■ **ТЕКСТ**:
Даты в этой истории одно время меня занимали. 22 января 1984 года в Кабуле хирургами Николенко и Шаповаловым ночью была проведена операция по ампутации нижних конечностей. Капитан, над которым поработали две бригады одновременно, мог и не выжить, но выжил. Роту его принял без приказа еще другой. Несходство их характеров впоследствии казалось мне любопытным экспериментом судьбы.
...22 января 1985 года в Кабуле заседанием военного трибунала Туркестанского военного округа старший лейтенант, тот, второй, подхвативший, был приговорен к расстрелу. (В приговоре обозначено: умышленное убийство, мародерство, превышение власти...)
Мина, на которой подорвался на безымянном мосту через жалкую речку капитан, предназначалась и лейтенанту— тот первым проехал через мост, когда, по всему судя, минирование уже было произведено.
Потом капитан валялся в госпиталях; старший лейтенант ждал смерти в ташкентской тюрьме...
Итак, этой войной, как миной, уложенной в колею, которой никому не миновать, они были вышвырнуты из жизни, а потом каждый должен был выживать в одиночестве, как получится, сам. Мне сначала казалось, что крутой старший лейтенант больше привязан ' к погонам, а капитан мягче и, значит, мог бы без погон обойтись. Но напитан однажды сказал мне: а что мы умеем в жизни?
Капитан вернулся в строй и стал работать в одном из московских военных ведомств... А как это ему удалось, лучше сказать: не знаю. Старший лейтенант был отправлен в Свердловскую область отбывать срок, заменивший исключительную меру.
Этот срок был и сам по себе исключительней мерой, по годам.
Капитан ничего не рассказал мне о том, кто шел за ним, — о старшем лейтенанте. Возможно, рассказывая о себе в ту пору, когда журналисты отправлялись к героям Афганистана не сколько за суровой правдой, сколько за суровой романтикой, счел, что старший лейтенант выбивается из канвы повествования, сюжет которого придумал не он и не мы с ним вдвоем. (И не жизнь! А они, кто был умнее целого народа!)

■ **ЗАПИСИ**:
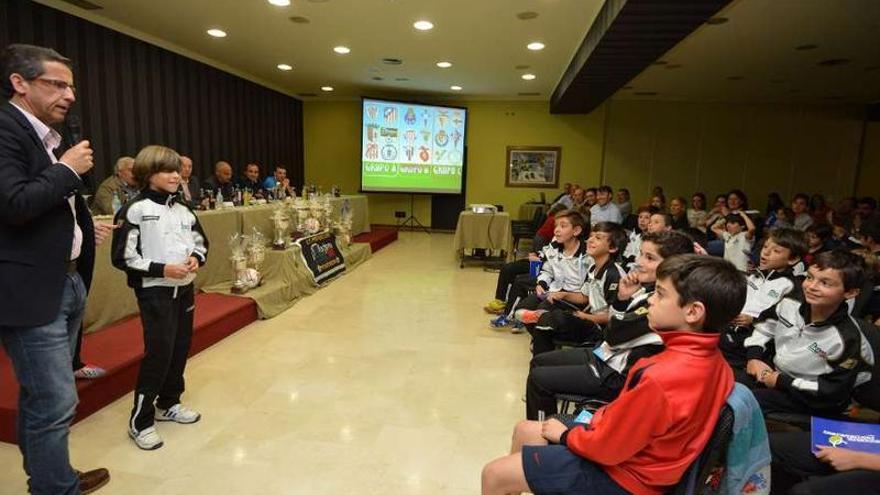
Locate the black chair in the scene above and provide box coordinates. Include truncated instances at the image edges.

---

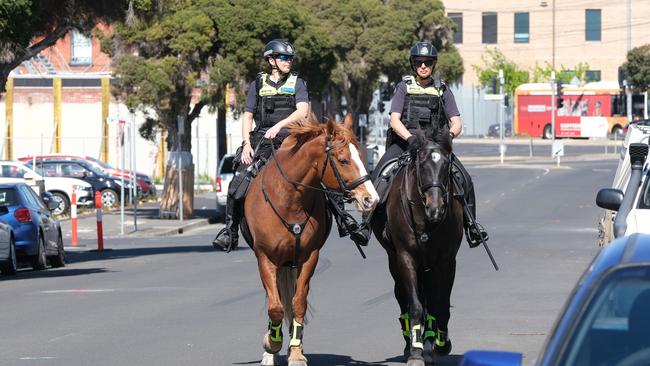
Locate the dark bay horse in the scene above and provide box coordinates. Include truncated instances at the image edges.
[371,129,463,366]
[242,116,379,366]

■ **ЗАДАНИЯ**:
- 1) Согласно тексту о капитане и старшем лейтенанте, когда и какими хирургами в Кабуле была проведена операция капитану?
- 2) Напишите продолжение текста о капитане и старшем лейтенанте, начиная после его последней фразы.

■ **ОТВЕТЫ**:
- 1) Ночью 22 января 1984 года, хирургами Николенко и Шаповаловым.

- 2)
Он временно как бы забыл о друге, который подхватил его роту, и не почувствовал, что временно не стало и его, писавшего этому другу изо всех госпиталей и не получавшего ответа...
Когда, мне интересно, мы прекратили на ноябрьские петь «Хотят ли русские войны?» — песню, раньше запрещенную, а во время, о котором говорю, просто до смешного неуместную? Ведь все помнят поступь, с котооой выходил на сцену певец, ну хоть Кобзон, и начинал: «...спросите вы у тишины». Какой простор открывался нашему внутреннему взору! Какая даль!
А может, продолжали петь? Ведь эта война была не наша. Че рез два дня после суда в Кабуле, о котором я не узнаю еще год, моему сыну исполнился месяц. Я точно помню ощущение, приводившее меня в ужас: кончится ли война, пока малыш растет?
Уверенности, что кончится, не было.
Как не было потом надежды, что выпустят Лейтенанта.
Его кличка в колонии была Лейтенант, и это, как видите, неплохая кличка. О нем, откликнувшись на очерк о возвращении капитана в военный строй, мне написал начальник колонии. Я поехала туда, пройдя через четыре генеральских кабинета, прежде чем было получено разрешение.
— Вы ему так и скажите: как же ты уронил честь советского человека? — наущал меня владелец одного из этих кабинетов.
Слишком долгим был мой рассказ о том, как выживал Лейтенант... Многие подробности этих лет хранятся в записях, в письмах. И все же я должна сказать: не знаю как, не знаю!
Как хватило ему сил, ведь он же из нашего племени?!
Мы другому учили его. Мы внушили ему страсть к парадам. Прижав к плечу подбородок, он чеканил свой шаг, когда шел строем мимо трибун и ел глазами тех, на трибуне. Лучшим ощущением в жизни он называл это! Страсть к блеску, страсть к командам и повиновению... Он ведь был наш — как выжил? Он и на войне шел в нами указанном направлении. А выяснилось: он преступник...
Военный журналист потом прошел по моим следам, прошел и дальше, побывал в Ташкенте, изучил не приговор, а все дело и вернулся в Москву и разыскал меня. Надо мной висело подозрение в бесчестье: меня упрекали в сокрытии подробностей преступления Лейтенанта.
Мне говорили: где же вся правда? Говорили те, кто вчера эту правду обстригал до кости, до крови.
И вот военный журналист и я сидим в кафе. Он спрашивает: «Ведь виновен Лейтенант, а?» А я отвечаю: «Конечно, виновен, но...»
— Но ведь виновен!
— Виновен, виновен! Но...
— Виновен? Нет, вы скажите!..
А потом вдруг мы вспомнили, что с нами-то было в восемьдесят третьем, и восемьдесят четвертом, и восемьдесят пятом... Он, конечно, виновен. Так говорю я. Конечно. Да.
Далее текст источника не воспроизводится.